▶ Records provided:

= = =

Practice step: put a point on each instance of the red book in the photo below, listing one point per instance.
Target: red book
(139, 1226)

= = =

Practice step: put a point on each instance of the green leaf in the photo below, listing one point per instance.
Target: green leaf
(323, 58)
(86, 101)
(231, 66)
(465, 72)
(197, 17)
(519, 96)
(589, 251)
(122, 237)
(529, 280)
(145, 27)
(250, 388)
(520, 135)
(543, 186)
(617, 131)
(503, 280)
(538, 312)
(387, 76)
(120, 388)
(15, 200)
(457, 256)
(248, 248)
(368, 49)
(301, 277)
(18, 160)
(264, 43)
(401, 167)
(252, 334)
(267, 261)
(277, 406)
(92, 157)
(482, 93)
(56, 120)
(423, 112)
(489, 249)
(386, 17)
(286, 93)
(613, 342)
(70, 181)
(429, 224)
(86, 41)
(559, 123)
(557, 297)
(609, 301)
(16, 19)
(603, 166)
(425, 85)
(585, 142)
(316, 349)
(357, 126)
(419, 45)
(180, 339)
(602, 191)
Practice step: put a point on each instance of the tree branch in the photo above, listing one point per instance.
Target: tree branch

= = =

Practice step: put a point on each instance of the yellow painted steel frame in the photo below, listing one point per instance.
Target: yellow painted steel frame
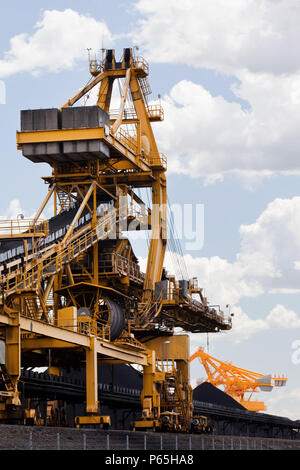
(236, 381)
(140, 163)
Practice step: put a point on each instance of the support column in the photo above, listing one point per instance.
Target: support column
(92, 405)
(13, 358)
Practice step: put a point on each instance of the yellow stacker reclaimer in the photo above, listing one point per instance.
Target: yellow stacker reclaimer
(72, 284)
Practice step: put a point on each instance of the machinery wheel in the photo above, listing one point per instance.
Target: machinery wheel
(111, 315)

= = =

▶ Directions for this task:
Arrange the listing lines between the line holding "Practice step: put a point on each instance of the red" and the line holding "(139, 1226)", inclusive, as a Markdown table with the columns Number and Entry. Leave out any blank lines.

▶ Reply:
| Number | Entry |
|---|---|
| 1 | Practice step: put a point on each instance of the red book in the photo below, listing one point per instance. |
| 2 | Target: red book |
| 3 | (139, 1226) |